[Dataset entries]
★ ★ ★ ★

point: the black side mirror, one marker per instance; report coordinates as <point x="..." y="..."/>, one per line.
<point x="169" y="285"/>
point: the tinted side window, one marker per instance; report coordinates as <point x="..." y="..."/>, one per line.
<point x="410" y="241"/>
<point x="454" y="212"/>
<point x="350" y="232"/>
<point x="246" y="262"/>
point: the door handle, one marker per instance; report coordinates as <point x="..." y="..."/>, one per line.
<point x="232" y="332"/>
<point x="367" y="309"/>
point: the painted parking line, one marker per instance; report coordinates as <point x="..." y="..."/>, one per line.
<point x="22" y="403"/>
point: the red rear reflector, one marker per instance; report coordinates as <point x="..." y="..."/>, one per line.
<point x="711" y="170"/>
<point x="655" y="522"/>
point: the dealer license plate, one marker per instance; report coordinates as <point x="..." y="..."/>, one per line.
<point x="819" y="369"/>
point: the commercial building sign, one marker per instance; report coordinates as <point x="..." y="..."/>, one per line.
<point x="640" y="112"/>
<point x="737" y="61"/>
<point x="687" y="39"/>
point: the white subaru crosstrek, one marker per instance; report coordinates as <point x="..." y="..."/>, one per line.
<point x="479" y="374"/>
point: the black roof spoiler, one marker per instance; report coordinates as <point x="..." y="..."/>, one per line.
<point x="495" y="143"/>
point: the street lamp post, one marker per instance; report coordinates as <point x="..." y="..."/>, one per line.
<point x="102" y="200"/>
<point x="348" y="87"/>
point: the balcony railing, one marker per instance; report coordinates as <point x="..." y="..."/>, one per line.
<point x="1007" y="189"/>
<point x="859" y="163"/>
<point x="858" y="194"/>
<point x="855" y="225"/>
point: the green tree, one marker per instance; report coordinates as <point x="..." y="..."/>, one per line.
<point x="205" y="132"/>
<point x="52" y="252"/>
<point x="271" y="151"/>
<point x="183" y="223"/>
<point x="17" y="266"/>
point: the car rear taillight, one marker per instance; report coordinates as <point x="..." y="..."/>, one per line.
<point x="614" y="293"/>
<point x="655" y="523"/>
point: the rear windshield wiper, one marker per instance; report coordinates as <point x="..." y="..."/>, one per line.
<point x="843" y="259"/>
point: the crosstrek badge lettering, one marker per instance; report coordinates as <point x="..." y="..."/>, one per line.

★ ★ ★ ★

» AIM OF THE TASK:
Rewrite all of the items above, substituting "one point per instance" for every occurrence of "one marker per instance". Leave everything else unchanged.

» SOLUTION BELOW:
point: the black side mirror, one point per instance; report coordinates as <point x="..." y="..."/>, one per line.
<point x="169" y="285"/>
point: the tinted side window, one point per instance; report coordinates as <point x="..." y="..."/>, one per line.
<point x="410" y="241"/>
<point x="454" y="212"/>
<point x="350" y="232"/>
<point x="246" y="262"/>
point: the door handle, one point per instance; report coordinates as <point x="..." y="..."/>, one per line.
<point x="232" y="332"/>
<point x="367" y="309"/>
point: the painted parking line, one point per instance; report coordinates as <point x="..." y="..."/>, one per line.
<point x="22" y="403"/>
point: the red rear reflector, one point per instance; report coordinates as <point x="..." y="..."/>, one per line.
<point x="711" y="170"/>
<point x="655" y="522"/>
point: the dealer license plate, one point per instance; report coordinates as <point x="..." y="..."/>, one per line.
<point x="819" y="369"/>
point: the commercial building sign, one point per instance; report coordinates as <point x="..." y="..."/>, one per line.
<point x="640" y="112"/>
<point x="737" y="61"/>
<point x="687" y="39"/>
point: the white subaru crosstrek, one point per instance; report coordinates as <point x="..." y="..."/>, one per line.
<point x="479" y="374"/>
point: the black roof spoiler, one point per instance; report coordinates as <point x="..." y="..."/>, one per line.
<point x="495" y="143"/>
point: the street lamp post, one point per instance; report coordinates as <point x="..." y="..."/>, one per line.
<point x="102" y="200"/>
<point x="348" y="87"/>
point: the balcony railing, one point per instance; report coordinates as <point x="..." y="..."/>, one per line.
<point x="1007" y="189"/>
<point x="859" y="163"/>
<point x="858" y="194"/>
<point x="855" y="225"/>
point: the green tree, one point per instance; report coordinates as <point x="..." y="..."/>, one per line.
<point x="205" y="132"/>
<point x="52" y="252"/>
<point x="271" y="151"/>
<point x="183" y="223"/>
<point x="17" y="266"/>
point: the car rear taillight, one point per instance; report coordinates as <point x="..." y="..."/>, one per line.
<point x="614" y="293"/>
<point x="655" y="523"/>
point: the rear windshield wiper, one point per instance; report coordinates as <point x="..." y="..."/>, one per line.
<point x="843" y="259"/>
point: the crosstrek badge lettering, one point per instance; report coordinates as <point x="..." y="..."/>, one per line.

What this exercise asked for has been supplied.